• _CZĘŚCI ZADANIA_
**a)** Przedstaw krócej akapit relacji ze sparingu zaczynający się od słów „Po pierwszej połowie pachniało niespodzianką”. Zachowaj jego główne fakty.
**b)** Odpowiedz krótko na pytania do relacji ze sparingu:
(i) Z którym zespołem FC Katowice bezpośrednio rywalizowało w lidze w ubiegłym sezonie?
(ii) Ile razy trafiła Monika Kołodziejska?
(iii) Jaki był wynik po pierwszej połowie?

• _FRAGMENT DO PRZECZYTANIA_
━━━━━━
Region

Sparing FC Katowice z KKS Zabrze

Mecz miał dodatkowy smaczek. W ubiegłym sezonie to właśnie FC Katowice bezpośrednio rywalizowało z KKS-em Zabrze w ramach rozgrywek ligowych. O zaciętej rywalizacji można było przekonać się także i dzisiaj. Kibice mogli ogląć takie bramki.

Po pierwszej połowie pachniało niespodzianką. Zabrzanki po dwóch uderzeniach Moniki Kołodziejskiej i jednym trafieniu Barbary Żelichowskiej prowadziły 3-2. W drugiej części trener katowickiego zespołu zdecydował się na zmianę ustawienia.
━━━━━━
• _DOSTARCZONE DANE_
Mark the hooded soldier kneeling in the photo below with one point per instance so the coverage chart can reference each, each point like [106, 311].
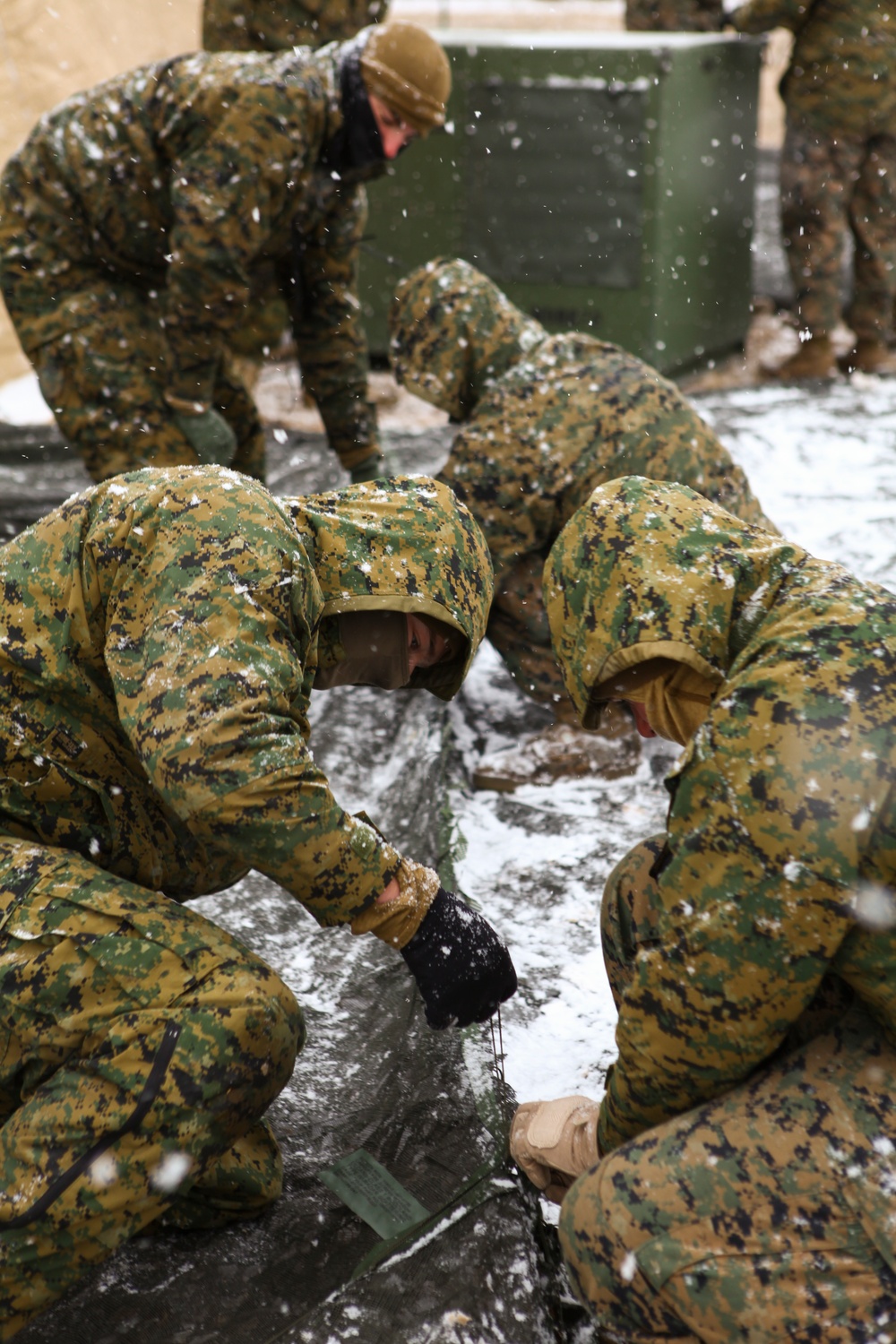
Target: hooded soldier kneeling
[737, 1179]
[161, 636]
━━━━━━
• _PRZYKŁADOWE ROZWIĄZANIA_
**a)** Do przerwy zabrzanki prowadziły 3-2. Dwa gole zdobyła Monika Kołodziejska, a jeden Barbara Żelichowska. W drugiej połowie trener drużyny z Katowic zmienił ustawienie.

**b)**
(i) Z KKS-em Zabrze.
(ii) Dwa razy.
(iii) 3-2 dla zabrzanek.